What to produce:
Below are several entries. Transcribe exactly those lines that fall from the one with "task = tag the man" through the one with "sample = <point>162,369</point>", end lines included.

[Dataset entries]
=-=-=-=-=
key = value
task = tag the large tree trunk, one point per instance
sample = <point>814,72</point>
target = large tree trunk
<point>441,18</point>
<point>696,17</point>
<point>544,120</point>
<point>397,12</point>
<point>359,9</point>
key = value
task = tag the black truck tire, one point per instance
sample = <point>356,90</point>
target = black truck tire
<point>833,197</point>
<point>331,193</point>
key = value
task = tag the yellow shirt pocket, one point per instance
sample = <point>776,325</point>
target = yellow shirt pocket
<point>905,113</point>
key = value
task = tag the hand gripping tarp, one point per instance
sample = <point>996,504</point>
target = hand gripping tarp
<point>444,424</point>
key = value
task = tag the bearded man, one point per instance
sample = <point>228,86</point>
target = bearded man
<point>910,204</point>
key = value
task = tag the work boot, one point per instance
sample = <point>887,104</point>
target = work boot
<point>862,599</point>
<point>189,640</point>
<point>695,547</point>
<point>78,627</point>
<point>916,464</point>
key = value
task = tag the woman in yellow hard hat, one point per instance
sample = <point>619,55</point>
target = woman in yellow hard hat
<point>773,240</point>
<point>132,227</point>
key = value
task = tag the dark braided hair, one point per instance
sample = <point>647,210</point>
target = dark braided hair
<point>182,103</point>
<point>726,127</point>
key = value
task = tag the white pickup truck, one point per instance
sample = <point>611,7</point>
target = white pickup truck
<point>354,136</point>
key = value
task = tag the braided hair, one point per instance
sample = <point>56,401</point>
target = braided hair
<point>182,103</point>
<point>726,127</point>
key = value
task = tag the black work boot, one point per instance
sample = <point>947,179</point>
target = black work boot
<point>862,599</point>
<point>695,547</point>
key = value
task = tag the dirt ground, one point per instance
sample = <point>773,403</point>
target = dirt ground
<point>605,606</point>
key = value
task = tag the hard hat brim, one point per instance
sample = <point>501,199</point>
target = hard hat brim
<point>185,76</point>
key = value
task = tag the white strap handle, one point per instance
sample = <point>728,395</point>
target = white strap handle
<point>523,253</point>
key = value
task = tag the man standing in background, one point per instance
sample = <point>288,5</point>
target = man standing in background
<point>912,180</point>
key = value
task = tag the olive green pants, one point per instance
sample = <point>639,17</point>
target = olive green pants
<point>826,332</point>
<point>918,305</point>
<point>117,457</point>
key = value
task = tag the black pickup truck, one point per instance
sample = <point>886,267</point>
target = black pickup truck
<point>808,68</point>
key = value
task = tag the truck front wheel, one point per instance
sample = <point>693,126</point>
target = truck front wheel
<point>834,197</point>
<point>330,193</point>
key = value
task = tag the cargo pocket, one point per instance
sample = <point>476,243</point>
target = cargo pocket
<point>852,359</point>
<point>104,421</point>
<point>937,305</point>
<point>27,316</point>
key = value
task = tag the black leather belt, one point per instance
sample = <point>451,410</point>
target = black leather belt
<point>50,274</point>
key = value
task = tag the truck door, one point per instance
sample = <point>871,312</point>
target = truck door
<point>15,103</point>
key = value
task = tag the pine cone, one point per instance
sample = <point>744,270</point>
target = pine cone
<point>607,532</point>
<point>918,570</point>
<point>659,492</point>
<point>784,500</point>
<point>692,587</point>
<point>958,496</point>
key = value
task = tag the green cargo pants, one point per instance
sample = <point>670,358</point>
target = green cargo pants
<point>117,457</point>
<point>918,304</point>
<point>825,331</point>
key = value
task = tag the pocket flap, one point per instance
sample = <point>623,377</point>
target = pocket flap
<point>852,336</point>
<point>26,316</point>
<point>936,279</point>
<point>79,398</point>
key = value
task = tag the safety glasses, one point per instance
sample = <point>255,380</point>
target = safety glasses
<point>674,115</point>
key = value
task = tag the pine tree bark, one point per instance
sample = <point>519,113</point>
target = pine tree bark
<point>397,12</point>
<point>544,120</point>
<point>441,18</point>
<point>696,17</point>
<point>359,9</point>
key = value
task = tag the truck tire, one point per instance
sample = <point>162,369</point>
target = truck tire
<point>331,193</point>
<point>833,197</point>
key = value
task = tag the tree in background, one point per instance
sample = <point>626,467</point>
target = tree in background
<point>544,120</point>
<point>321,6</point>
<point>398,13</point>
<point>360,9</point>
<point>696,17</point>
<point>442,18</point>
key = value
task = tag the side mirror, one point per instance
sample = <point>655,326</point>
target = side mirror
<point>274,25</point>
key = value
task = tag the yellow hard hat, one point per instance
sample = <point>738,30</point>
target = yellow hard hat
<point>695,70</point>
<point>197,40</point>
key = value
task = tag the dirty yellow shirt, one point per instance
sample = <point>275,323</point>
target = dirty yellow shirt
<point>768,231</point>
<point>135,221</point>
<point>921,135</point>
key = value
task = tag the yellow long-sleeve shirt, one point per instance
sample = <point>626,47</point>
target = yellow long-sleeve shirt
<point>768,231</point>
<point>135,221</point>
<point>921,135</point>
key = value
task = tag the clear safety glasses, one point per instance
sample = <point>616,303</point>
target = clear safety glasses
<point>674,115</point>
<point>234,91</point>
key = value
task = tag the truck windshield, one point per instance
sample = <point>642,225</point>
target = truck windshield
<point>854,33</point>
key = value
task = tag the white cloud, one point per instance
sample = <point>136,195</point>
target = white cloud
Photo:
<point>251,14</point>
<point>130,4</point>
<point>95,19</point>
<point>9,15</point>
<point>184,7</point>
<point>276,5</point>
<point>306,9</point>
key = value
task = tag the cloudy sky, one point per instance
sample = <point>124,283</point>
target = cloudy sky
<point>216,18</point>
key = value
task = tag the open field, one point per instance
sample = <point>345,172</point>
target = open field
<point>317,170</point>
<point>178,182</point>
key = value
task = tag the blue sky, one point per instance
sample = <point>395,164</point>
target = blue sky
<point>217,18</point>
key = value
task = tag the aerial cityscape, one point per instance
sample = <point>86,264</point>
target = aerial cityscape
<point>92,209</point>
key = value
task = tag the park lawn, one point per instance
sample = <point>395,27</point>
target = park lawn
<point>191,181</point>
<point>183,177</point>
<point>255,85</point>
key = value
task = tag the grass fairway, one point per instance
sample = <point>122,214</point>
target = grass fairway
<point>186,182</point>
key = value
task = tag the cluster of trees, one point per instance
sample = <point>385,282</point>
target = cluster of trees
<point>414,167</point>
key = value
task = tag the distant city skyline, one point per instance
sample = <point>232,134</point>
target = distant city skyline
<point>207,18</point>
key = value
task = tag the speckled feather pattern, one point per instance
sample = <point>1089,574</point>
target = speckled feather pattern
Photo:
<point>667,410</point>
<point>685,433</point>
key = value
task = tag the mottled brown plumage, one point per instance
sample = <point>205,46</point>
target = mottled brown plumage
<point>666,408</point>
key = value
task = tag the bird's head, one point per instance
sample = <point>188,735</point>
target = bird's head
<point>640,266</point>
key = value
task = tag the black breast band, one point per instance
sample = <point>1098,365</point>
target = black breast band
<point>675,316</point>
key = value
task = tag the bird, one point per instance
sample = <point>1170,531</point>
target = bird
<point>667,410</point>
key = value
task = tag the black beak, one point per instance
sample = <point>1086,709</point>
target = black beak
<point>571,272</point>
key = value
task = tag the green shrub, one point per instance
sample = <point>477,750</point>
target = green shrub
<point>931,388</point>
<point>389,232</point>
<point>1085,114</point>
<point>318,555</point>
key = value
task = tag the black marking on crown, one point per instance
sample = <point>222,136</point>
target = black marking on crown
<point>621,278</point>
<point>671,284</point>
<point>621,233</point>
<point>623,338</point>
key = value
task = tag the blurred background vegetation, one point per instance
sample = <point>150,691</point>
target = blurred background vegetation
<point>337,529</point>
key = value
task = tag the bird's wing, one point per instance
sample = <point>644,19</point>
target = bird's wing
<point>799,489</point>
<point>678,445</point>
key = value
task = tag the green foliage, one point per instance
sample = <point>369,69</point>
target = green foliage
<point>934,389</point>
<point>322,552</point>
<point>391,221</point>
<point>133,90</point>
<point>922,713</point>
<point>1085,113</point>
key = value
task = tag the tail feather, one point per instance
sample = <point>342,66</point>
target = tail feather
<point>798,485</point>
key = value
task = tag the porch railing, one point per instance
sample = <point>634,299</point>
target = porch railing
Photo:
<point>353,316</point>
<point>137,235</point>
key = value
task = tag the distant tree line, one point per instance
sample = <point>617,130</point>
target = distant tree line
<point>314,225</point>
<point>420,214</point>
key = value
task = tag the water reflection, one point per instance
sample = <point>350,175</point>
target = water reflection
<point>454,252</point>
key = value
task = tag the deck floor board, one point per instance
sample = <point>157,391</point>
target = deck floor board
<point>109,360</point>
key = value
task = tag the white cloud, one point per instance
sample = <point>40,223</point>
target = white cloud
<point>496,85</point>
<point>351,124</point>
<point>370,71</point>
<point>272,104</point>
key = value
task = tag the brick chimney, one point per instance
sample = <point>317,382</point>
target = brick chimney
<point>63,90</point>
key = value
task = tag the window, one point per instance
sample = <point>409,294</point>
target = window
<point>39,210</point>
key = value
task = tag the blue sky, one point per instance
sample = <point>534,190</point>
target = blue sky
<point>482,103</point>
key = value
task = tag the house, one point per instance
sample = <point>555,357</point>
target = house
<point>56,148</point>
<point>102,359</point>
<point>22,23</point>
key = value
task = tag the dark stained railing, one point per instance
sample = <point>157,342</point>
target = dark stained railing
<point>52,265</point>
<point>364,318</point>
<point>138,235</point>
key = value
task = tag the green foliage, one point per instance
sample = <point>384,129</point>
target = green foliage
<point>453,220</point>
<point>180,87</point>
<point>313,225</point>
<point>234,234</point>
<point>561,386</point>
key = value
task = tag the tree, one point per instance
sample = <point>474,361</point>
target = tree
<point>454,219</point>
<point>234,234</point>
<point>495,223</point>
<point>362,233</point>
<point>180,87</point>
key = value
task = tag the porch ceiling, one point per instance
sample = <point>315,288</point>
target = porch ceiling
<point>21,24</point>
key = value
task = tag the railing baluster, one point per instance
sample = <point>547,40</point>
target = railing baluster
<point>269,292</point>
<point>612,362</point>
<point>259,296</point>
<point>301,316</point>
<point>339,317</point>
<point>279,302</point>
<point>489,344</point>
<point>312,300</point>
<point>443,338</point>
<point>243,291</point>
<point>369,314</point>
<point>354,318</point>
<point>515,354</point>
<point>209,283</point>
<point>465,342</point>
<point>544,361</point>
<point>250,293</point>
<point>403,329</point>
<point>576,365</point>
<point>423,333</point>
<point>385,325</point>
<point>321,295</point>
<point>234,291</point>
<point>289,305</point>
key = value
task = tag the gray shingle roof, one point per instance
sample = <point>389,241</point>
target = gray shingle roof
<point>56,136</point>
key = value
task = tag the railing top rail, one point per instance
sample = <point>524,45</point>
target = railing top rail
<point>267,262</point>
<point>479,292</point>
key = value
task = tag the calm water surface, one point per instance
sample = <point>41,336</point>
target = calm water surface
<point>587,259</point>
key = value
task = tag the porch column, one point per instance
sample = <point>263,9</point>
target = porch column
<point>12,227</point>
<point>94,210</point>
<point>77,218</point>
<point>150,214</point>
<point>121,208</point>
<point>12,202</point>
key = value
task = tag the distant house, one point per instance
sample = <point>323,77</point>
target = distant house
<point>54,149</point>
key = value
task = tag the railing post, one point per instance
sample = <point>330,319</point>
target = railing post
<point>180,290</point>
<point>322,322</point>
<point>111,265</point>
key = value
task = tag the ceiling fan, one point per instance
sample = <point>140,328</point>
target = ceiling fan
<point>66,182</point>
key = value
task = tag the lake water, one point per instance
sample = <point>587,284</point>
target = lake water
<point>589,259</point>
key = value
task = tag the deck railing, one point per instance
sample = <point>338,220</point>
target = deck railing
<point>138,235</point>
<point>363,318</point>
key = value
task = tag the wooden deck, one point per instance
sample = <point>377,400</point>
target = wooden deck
=-=-=-=-=
Task response:
task = tag the man standing in background, one point per instance
sample = <point>288,5</point>
target = man standing in background
<point>912,180</point>
key = value
task = tag the olive green pants, one point per instance
sample = <point>639,17</point>
target = olive green pants
<point>826,332</point>
<point>918,305</point>
<point>117,457</point>
key = value
task = tag the black pickup truck, one point per instance
sample = <point>886,267</point>
target = black pickup truck
<point>808,68</point>
key = value
task = tag the truck front wheel, one point per instance
sample = <point>693,126</point>
target = truck front wheel
<point>834,197</point>
<point>330,193</point>
key = value
task = tag the cargo pocket, one point per instance
sample = <point>476,243</point>
target = cargo pocket
<point>852,359</point>
<point>104,421</point>
<point>937,305</point>
<point>27,316</point>
key = value
task = tag the black leather belt, one point per instance
sample = <point>451,410</point>
target = black leather belt
<point>50,274</point>
key = value
task = tag the truck door, one point per instance
sample = <point>871,312</point>
target = truck door
<point>15,103</point>
key = value
task = tag the pine cone, one point per instance
sample = <point>744,270</point>
target = pine cone
<point>607,532</point>
<point>918,570</point>
<point>659,492</point>
<point>784,500</point>
<point>692,587</point>
<point>958,496</point>
key = value
task = tag the green cargo pants, one point per instance
sample = <point>670,358</point>
target = green cargo pants
<point>117,457</point>
<point>918,304</point>
<point>825,331</point>
key = value
task = tag the pocket flap, one point per instance
sample = <point>623,377</point>
target = pocket flap
<point>852,336</point>
<point>26,316</point>
<point>936,279</point>
<point>79,398</point>
key = value
task = tag the safety glasses, one point per instance
sample = <point>255,380</point>
target = safety glasses
<point>674,115</point>
key = value
task = tag the pine tree bark, one point per instance
sample = <point>519,113</point>
target = pine tree bark
<point>397,12</point>
<point>544,120</point>
<point>441,18</point>
<point>696,17</point>
<point>359,9</point>
key = value
task = tag the truck tire, one point per instance
sample = <point>162,369</point>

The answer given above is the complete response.